Task to carry out: Copy the listing below word for word, from its first line through the line that contains "pixel 427 366", including both. Leave the pictures out of your copy.

*** Data listing ***

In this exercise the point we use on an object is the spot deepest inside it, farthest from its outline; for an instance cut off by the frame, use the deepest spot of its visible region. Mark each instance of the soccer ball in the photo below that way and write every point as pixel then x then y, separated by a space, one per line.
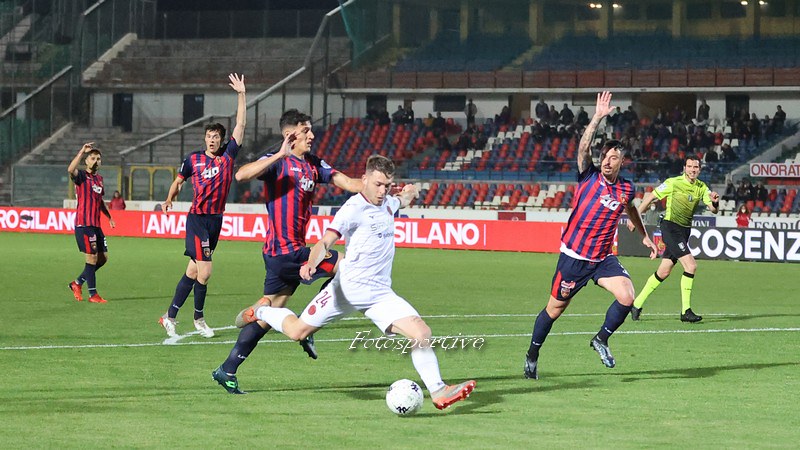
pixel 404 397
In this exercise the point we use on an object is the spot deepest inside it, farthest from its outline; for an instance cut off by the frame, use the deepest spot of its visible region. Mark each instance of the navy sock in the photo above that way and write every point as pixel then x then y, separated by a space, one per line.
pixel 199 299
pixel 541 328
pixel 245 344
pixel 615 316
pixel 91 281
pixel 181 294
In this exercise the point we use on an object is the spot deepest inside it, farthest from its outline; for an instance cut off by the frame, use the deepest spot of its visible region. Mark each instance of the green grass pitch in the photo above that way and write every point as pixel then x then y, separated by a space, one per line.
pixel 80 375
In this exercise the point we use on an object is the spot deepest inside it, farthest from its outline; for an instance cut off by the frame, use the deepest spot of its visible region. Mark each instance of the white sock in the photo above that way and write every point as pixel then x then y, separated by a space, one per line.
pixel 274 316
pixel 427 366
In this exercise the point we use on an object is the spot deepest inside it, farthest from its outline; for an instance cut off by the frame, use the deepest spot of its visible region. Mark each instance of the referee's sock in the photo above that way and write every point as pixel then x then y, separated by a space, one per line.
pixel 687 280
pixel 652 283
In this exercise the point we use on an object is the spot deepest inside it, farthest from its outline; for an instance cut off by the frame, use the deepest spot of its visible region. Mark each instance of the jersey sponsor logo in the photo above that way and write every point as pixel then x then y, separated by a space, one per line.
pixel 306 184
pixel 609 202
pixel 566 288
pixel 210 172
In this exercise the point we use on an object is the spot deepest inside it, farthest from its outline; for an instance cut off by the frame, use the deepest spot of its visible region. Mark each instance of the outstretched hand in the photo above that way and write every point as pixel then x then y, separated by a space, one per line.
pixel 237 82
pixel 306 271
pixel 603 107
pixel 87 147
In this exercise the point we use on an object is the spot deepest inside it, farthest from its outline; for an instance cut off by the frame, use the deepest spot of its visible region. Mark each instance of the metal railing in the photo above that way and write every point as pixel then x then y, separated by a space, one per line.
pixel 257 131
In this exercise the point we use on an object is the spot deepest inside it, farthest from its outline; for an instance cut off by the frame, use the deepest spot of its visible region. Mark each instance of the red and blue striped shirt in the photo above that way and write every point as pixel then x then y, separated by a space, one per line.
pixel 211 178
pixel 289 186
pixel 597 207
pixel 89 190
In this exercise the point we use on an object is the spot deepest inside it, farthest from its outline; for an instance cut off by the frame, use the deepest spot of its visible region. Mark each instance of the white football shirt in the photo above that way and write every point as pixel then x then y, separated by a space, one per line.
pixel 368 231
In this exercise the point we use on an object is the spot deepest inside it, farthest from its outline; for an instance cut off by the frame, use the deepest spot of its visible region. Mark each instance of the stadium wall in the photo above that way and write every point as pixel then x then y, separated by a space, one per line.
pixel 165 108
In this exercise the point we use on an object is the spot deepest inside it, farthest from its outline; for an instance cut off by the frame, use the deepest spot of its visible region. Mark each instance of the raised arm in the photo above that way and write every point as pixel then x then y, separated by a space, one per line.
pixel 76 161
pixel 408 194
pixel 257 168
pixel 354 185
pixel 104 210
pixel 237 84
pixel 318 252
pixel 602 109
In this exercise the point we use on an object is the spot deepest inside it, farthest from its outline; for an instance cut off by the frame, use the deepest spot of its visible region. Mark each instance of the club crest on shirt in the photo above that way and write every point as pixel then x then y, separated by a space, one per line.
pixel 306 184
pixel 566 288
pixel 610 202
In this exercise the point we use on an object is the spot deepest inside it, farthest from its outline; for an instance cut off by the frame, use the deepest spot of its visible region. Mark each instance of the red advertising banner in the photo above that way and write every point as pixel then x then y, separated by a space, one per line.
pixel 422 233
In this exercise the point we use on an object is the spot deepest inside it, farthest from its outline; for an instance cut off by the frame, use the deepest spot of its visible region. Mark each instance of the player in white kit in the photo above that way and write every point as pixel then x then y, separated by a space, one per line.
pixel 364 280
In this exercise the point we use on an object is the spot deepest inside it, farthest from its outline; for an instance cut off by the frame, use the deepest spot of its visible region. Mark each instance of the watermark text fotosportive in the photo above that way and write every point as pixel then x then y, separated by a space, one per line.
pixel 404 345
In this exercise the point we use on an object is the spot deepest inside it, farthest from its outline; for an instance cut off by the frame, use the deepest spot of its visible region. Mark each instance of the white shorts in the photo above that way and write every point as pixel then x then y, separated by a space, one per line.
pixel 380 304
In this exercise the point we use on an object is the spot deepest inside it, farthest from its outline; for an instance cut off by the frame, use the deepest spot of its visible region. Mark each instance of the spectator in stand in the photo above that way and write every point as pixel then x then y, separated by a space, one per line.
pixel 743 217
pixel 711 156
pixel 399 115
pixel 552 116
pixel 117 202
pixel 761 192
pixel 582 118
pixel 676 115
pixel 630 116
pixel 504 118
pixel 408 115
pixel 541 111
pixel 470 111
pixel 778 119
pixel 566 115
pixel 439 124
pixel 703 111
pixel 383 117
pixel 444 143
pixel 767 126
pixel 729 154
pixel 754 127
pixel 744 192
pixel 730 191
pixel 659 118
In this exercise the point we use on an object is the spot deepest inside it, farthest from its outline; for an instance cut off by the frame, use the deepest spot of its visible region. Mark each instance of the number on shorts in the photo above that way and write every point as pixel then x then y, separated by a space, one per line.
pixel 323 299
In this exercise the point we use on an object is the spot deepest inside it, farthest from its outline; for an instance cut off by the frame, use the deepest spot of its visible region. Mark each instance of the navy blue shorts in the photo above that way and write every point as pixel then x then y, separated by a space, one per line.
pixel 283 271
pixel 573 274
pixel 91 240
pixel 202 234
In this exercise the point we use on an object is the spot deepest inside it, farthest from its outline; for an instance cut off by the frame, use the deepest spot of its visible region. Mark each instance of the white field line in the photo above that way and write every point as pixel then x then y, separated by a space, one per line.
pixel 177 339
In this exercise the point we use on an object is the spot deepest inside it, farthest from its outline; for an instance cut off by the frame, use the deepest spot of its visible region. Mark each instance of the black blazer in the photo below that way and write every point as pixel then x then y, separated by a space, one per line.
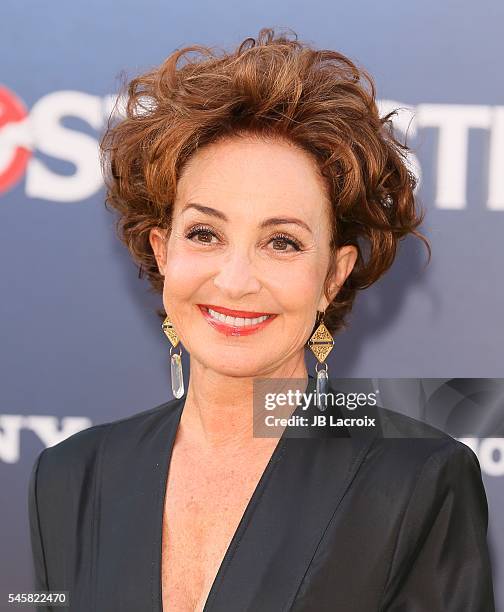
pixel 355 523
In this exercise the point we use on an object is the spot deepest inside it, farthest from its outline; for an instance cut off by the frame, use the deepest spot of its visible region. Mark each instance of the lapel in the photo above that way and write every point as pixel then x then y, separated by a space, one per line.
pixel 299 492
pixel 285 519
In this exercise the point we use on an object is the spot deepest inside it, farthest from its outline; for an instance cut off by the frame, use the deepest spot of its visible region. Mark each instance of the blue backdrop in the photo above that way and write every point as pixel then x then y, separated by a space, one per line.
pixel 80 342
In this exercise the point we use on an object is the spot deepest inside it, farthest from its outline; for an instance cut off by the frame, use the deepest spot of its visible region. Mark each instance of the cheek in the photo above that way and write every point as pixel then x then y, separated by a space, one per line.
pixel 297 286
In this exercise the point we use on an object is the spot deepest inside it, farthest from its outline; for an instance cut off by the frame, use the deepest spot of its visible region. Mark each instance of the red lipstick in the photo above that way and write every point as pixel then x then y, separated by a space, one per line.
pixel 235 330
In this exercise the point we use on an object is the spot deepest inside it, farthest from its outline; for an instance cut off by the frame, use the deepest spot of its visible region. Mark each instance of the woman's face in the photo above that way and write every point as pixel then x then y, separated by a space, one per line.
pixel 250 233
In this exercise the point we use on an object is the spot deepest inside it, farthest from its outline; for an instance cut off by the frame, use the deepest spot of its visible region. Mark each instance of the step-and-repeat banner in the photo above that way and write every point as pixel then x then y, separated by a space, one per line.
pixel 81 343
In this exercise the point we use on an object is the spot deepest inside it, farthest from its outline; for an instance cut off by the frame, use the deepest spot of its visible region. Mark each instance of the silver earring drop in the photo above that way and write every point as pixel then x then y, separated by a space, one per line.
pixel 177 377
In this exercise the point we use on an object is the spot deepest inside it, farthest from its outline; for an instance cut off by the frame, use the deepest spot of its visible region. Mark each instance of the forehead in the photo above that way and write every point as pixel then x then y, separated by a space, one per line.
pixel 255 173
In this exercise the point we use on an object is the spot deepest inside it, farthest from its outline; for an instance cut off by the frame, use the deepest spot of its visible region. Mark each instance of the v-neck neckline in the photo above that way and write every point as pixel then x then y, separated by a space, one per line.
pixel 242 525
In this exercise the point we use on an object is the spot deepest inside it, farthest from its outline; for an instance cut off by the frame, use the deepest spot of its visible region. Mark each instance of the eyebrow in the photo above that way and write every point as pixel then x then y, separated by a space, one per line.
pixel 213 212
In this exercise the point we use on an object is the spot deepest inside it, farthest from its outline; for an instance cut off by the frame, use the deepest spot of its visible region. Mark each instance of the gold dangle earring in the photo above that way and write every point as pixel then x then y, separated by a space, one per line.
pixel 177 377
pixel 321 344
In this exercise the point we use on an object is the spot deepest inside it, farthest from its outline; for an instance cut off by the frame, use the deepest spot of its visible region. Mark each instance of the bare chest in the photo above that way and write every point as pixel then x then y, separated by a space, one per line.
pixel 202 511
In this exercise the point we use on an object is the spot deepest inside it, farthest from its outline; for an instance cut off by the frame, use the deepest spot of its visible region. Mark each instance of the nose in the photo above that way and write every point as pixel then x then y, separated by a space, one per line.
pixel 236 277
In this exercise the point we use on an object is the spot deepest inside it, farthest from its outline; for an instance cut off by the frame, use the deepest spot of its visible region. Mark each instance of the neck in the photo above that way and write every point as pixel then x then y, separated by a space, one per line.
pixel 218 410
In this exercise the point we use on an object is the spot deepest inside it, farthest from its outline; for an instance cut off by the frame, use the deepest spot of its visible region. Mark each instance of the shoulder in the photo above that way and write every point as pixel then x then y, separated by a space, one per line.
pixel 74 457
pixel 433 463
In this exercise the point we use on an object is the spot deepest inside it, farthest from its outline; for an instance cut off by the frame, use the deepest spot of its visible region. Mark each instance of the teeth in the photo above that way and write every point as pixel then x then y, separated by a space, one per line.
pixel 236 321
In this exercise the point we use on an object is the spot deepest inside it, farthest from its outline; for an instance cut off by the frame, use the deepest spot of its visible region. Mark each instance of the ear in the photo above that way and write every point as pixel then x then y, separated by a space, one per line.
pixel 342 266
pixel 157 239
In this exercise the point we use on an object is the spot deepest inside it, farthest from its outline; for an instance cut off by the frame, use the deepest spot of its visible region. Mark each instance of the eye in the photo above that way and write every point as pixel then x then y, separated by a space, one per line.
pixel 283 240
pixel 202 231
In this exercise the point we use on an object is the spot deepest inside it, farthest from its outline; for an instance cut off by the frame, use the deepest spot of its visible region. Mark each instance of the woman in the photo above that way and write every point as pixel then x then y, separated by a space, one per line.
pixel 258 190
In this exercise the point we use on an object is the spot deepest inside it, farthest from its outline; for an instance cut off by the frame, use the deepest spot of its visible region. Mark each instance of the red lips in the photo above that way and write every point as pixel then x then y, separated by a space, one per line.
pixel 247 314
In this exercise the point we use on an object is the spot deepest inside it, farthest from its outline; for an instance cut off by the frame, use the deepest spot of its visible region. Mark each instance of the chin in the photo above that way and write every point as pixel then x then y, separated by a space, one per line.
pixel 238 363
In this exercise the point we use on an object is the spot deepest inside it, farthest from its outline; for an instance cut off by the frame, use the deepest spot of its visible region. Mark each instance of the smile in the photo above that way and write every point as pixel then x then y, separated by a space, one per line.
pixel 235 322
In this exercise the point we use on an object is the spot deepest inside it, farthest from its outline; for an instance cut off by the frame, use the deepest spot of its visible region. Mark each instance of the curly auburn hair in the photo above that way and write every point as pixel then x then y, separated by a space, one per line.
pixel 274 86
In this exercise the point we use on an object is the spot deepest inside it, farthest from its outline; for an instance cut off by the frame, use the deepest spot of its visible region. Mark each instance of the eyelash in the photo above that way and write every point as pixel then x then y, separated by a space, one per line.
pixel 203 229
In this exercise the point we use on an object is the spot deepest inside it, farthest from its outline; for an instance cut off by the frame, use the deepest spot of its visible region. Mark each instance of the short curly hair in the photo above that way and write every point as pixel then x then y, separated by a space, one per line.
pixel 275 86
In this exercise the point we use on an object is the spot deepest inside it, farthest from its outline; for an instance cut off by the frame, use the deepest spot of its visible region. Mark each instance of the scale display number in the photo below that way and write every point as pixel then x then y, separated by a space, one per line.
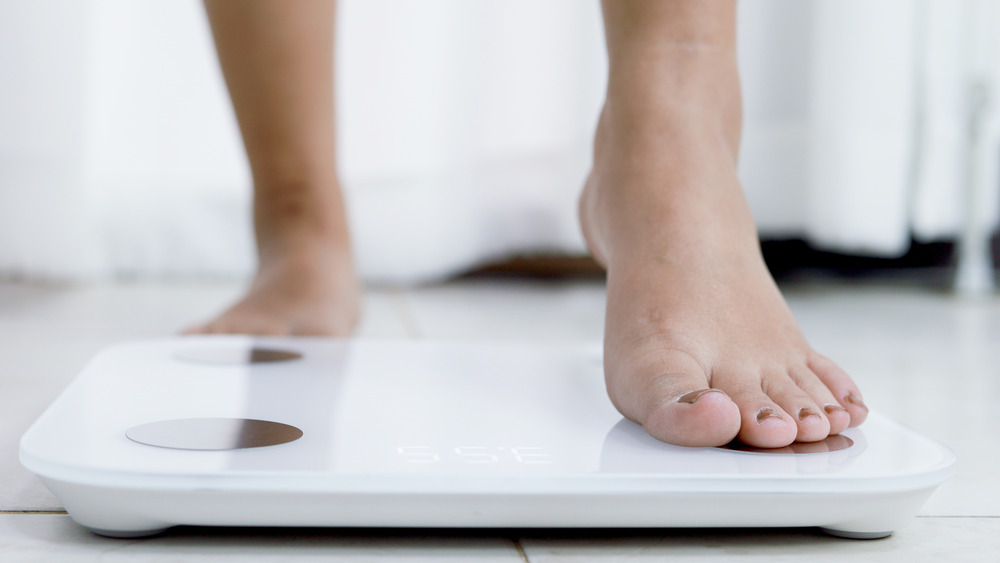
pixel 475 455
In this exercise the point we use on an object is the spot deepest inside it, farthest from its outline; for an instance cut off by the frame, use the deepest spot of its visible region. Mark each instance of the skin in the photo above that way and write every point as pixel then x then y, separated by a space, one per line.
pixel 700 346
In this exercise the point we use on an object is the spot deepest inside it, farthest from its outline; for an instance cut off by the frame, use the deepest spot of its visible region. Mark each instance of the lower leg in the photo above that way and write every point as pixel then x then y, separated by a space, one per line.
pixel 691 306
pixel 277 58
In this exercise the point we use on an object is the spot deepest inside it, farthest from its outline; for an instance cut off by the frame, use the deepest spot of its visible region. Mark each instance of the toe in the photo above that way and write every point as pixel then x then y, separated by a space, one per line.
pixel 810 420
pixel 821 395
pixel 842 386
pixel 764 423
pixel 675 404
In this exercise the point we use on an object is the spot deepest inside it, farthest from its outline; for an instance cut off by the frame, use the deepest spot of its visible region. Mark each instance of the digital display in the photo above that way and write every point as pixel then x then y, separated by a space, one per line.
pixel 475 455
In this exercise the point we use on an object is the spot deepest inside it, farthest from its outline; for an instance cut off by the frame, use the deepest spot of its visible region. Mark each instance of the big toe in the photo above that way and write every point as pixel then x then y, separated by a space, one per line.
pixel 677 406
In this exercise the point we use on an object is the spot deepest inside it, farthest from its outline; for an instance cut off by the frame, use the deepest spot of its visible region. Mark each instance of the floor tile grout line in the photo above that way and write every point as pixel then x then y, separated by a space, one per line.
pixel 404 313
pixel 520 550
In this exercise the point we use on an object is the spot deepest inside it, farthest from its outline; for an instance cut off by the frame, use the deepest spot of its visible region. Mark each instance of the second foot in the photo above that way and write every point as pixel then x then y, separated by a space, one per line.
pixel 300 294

***

Written reply:
In this exercise the point we use on an object is the spot deepest inside it, farthest from its outline; for an instance cut off by the frame, use the deepest spot of its visible region. Mark each instance of the soccer ball in the photo below that way and write every point as pixel then x then y, separated by a space, one per line.
pixel 404 397
In this exercise the point we use on an object is the spot deepest inside it, farthest from its outline; for an instance cut off by the frame, use the deepest spot of its visible region. Mark each instance of the navy sock in the photo above that way and write every point as pixel then x then y, separated by a space, one per line.
pixel 199 299
pixel 541 328
pixel 245 344
pixel 615 316
pixel 91 281
pixel 181 294
In this exercise the point we use on an object is the spot deepest inside it, farthest from its outline; for an instance cut off by the frame, use the deepest spot of its visible region. Mark each instance of the green grass pitch in the photo above that way and write every point as pixel then x then y, separated by a space, one per line.
pixel 80 375
In this exercise the point we use on an object is the spot deepest inside it, farthest from its outline; for an instance cut off by the frame, use the deepest spot of its visible region. Mark each instance of the white sock in the photo above that way and write every point as pixel then x then y, separated by a space, one per line.
pixel 274 316
pixel 427 366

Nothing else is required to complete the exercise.